#### Task brief:
Among the entries below, take the line with "cuff with a single pin per instance." and the line with "For the scouting tally, point out every instance of the gloved", and output them and every line between them exactly, with nothing else.

#### Supplied entries:
======
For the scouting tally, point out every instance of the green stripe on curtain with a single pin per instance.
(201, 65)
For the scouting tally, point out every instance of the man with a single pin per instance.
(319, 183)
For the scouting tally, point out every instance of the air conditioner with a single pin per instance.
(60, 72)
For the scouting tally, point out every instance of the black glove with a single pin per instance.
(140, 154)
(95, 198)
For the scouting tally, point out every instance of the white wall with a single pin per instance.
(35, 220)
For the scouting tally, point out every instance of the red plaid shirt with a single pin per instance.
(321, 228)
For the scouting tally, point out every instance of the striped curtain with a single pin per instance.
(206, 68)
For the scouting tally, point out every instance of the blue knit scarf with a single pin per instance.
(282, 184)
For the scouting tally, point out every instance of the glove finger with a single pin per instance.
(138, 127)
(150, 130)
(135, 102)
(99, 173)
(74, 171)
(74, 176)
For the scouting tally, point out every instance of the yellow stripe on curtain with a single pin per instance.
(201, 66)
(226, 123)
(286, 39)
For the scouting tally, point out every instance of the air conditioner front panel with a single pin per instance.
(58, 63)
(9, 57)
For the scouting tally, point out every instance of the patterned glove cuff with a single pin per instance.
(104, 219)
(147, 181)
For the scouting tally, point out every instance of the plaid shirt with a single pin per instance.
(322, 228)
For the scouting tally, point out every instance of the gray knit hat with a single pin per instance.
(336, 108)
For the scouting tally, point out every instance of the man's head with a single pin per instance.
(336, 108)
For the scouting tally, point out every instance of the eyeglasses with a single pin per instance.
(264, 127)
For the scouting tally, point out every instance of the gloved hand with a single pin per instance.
======
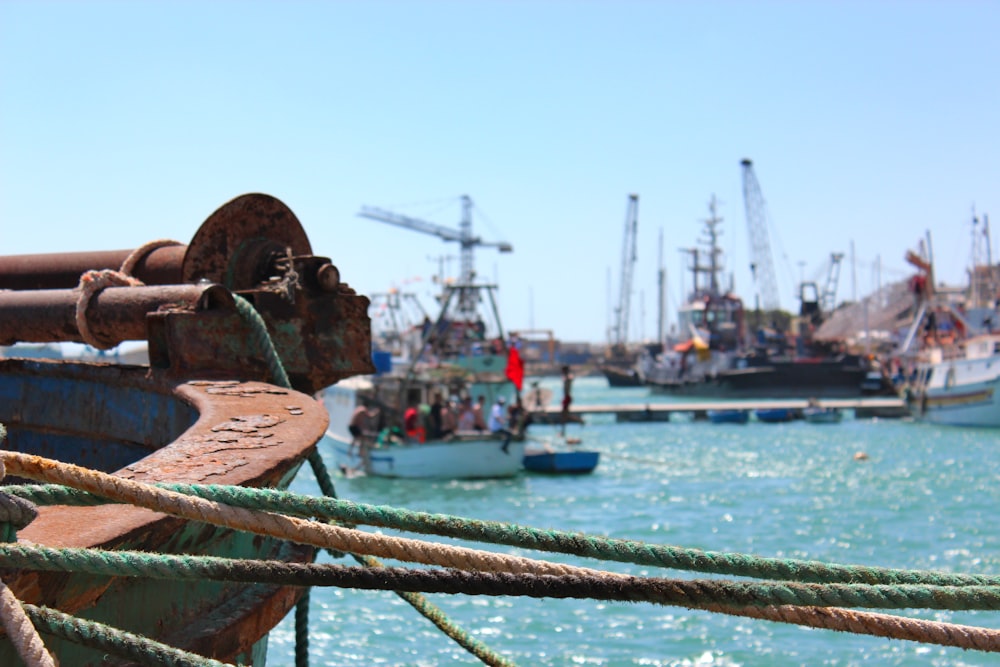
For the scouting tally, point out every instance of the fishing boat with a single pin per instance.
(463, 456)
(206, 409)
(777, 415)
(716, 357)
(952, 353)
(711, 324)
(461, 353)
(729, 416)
======
#### Solved problem:
For the scouting tally, point out every instance of the patterned glove cuff with a single pin per instance.
(104, 219)
(147, 181)
For the scouting tally, point out every instance of the plaid shirt with a single pin per instance.
(322, 228)
For the scouting tally, point out every instance of the gray knit hat with a single pin per instance.
(336, 108)
For the scouting tally, point out every instance of the man's head with a single pin per instance.
(336, 108)
For the scouting tally, point out every instance of the eyeglasses with a single pin per instance.
(264, 127)
For the scouting tally, point out every instance of the gloved hand with a single pin per instance.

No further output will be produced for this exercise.